-------- Exercise input --------

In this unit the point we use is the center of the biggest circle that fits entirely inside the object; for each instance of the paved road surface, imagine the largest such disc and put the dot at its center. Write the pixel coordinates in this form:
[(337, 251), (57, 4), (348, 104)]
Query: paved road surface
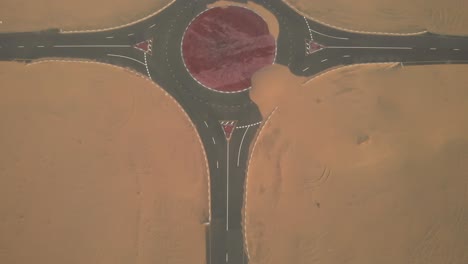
[(206, 108)]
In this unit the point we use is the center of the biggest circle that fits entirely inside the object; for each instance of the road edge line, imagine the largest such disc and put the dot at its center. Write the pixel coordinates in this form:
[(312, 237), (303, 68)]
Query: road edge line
[(244, 209)]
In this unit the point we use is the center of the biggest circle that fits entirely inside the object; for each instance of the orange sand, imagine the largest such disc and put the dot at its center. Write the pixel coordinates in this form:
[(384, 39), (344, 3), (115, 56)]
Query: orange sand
[(363, 165), (390, 16), (270, 19), (97, 165), (29, 15)]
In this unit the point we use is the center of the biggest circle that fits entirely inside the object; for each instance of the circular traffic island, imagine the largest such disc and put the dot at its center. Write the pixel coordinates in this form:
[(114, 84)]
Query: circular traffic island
[(224, 46)]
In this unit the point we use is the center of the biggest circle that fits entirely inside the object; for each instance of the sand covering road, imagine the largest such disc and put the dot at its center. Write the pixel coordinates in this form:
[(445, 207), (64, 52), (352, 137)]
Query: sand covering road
[(392, 16), (29, 15), (97, 165), (368, 164)]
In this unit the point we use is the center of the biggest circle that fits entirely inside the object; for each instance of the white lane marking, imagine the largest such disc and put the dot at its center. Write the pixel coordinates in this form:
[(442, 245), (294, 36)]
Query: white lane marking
[(125, 57), (92, 46), (240, 147), (227, 186), (146, 65), (311, 30), (254, 124), (308, 26), (344, 47)]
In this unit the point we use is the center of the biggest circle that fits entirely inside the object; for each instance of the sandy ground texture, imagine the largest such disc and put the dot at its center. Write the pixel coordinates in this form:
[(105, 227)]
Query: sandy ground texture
[(390, 16), (30, 15), (367, 164), (97, 165)]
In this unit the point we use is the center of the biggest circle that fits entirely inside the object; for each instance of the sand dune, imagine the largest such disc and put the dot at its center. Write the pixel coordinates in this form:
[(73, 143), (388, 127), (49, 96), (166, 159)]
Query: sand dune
[(30, 15), (90, 169), (390, 16), (368, 164)]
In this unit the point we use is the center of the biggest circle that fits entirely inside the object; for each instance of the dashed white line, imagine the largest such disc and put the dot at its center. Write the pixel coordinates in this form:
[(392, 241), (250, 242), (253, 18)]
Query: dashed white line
[(254, 124), (311, 30), (125, 57), (92, 46), (240, 147), (146, 65)]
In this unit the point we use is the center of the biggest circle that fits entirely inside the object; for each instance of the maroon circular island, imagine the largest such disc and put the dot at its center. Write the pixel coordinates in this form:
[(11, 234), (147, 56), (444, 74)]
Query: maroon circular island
[(224, 46)]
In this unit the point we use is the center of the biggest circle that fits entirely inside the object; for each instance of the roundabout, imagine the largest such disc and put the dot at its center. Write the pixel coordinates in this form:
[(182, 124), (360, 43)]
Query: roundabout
[(224, 46)]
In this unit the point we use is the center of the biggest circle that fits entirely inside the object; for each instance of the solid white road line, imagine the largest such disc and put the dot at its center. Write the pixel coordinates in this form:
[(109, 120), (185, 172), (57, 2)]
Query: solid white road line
[(311, 30), (92, 46), (146, 66), (125, 57), (240, 147), (227, 186), (344, 47)]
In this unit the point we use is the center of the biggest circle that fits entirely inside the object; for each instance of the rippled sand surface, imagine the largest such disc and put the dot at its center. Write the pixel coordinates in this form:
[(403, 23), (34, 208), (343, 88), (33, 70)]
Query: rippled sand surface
[(367, 164), (97, 165)]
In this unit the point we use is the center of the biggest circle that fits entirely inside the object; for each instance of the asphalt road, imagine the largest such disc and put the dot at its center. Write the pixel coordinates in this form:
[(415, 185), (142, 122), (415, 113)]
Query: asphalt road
[(227, 160)]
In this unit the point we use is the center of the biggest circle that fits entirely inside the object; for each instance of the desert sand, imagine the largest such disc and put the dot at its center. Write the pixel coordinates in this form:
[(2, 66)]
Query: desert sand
[(389, 16), (363, 165), (97, 165), (31, 15)]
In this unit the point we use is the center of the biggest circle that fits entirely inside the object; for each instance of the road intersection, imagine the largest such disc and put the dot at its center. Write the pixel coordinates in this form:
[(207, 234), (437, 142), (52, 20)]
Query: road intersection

--------

§ **Requirement**
Write out the data word for word, starting with the line that has "of the sandy" and stopping after the line that has "[(390, 16), (30, 15), (367, 164), (97, 165)]".

§ **Solution for this task**
In this unit the point we use is the center of the biggest circle that fits entirely inside the object; for each instance of the sandy ground texture, imagine the largest such disc and put the dot at its center. Write the pixel coordinates in this form:
[(105, 227)]
Query: sandy ground texture
[(390, 16), (30, 15), (367, 164), (97, 165)]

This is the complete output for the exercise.